*EXERCISE:* Print the entries below again exactly as they stand, but skip any picture.

---------- PROVIDED ENTRIES

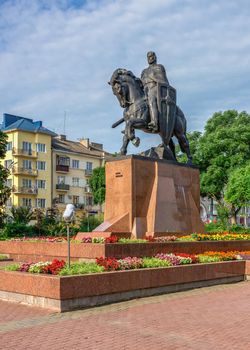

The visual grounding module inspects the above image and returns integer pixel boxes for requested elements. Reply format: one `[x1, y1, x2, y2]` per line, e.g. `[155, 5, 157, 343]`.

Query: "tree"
[0, 131, 11, 226]
[224, 163, 250, 224]
[176, 110, 250, 223]
[89, 166, 105, 205]
[196, 110, 250, 200]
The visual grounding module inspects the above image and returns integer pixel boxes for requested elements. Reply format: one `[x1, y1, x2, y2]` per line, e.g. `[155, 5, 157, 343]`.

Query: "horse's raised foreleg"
[126, 118, 147, 148]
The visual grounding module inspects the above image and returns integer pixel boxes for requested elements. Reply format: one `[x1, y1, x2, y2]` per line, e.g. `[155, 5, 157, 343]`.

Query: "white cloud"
[0, 0, 250, 153]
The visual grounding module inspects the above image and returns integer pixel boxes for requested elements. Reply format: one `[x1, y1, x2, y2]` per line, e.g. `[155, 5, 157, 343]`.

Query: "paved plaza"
[0, 282, 249, 350]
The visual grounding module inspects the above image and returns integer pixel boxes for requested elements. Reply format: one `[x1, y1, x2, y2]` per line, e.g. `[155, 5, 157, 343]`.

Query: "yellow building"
[52, 135, 106, 213]
[1, 113, 109, 214]
[1, 113, 55, 209]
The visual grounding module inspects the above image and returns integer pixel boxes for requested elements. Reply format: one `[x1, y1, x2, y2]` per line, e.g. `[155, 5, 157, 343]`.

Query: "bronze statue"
[109, 52, 192, 163]
[141, 51, 169, 132]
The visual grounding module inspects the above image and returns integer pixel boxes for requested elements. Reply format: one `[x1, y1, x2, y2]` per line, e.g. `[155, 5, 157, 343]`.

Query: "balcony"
[56, 164, 69, 172]
[56, 183, 70, 191]
[12, 186, 38, 195]
[12, 167, 38, 176]
[12, 148, 37, 158]
[84, 169, 93, 176]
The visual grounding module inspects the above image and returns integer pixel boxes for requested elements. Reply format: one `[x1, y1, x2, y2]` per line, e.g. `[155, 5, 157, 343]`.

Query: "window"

--------------------

*SOLUTION BELOW:*
The visual grounding module inspects the above image and returns integer pixel boxes for requested elements. Reply format: one `[x1, y1, x2, y2]` per line, e.g. `[155, 5, 157, 343]`.

Query: "tree"
[0, 131, 11, 226]
[224, 163, 250, 224]
[176, 110, 250, 223]
[89, 166, 105, 205]
[196, 110, 250, 200]
The visual grounding module inspects the above image and returns integer pixel boxes for requested elements. Reply format: one `[x1, y1, x2, y2]` per line, e.g. `[155, 5, 157, 343]`.

Query: "horse's raised foreleg"
[126, 118, 147, 148]
The visual grounding module inspects the above image and returns integer pixel boxes for requested elements. Reply format: one `[x1, y1, x2, y2]` per line, e.g. `[155, 5, 157, 343]`.

Query: "white cloud"
[0, 0, 250, 153]
The visual grounding module inspects the above image and returns integer pixel boxes for requested elements. Reply format: one `[x1, y1, x2, y2]` per line, e.g. `[155, 5, 157, 343]`.

Query: "paved plaza"
[0, 282, 249, 350]
The visual grounding module inspects the above image and returns integer pixel boxes for requested elements. Reply format: one `[x1, y1, x2, y2]` per line, e.g. `[155, 5, 157, 343]`.

Query: "yellow building"
[52, 135, 106, 213]
[1, 113, 109, 214]
[1, 113, 55, 209]
The visual grounding module inspects the above image and returns integer pixel boxes for requested elements. Reply format: one `[x1, y1, x2, y2]` per line, e.g. `[155, 5, 157, 343]`.

Query: "bronze statue"
[109, 52, 192, 163]
[141, 51, 169, 132]
The visual grounding module inspects the above image and returns integer pixel boxes for requested elements. Reply format: one `[x1, y1, x2, y2]` per line, e.g. `[155, 5, 157, 343]`.

Query: "balcony"
[56, 164, 69, 172]
[56, 183, 70, 191]
[12, 186, 38, 195]
[12, 167, 38, 176]
[12, 148, 37, 158]
[84, 169, 93, 176]
The visual grounding module inspects the above image and returns integer pixel boxes for requested elements. Reply format: one `[x1, y1, x2, y2]` per line, e.g. `[155, 5, 157, 343]`.

Query: "window"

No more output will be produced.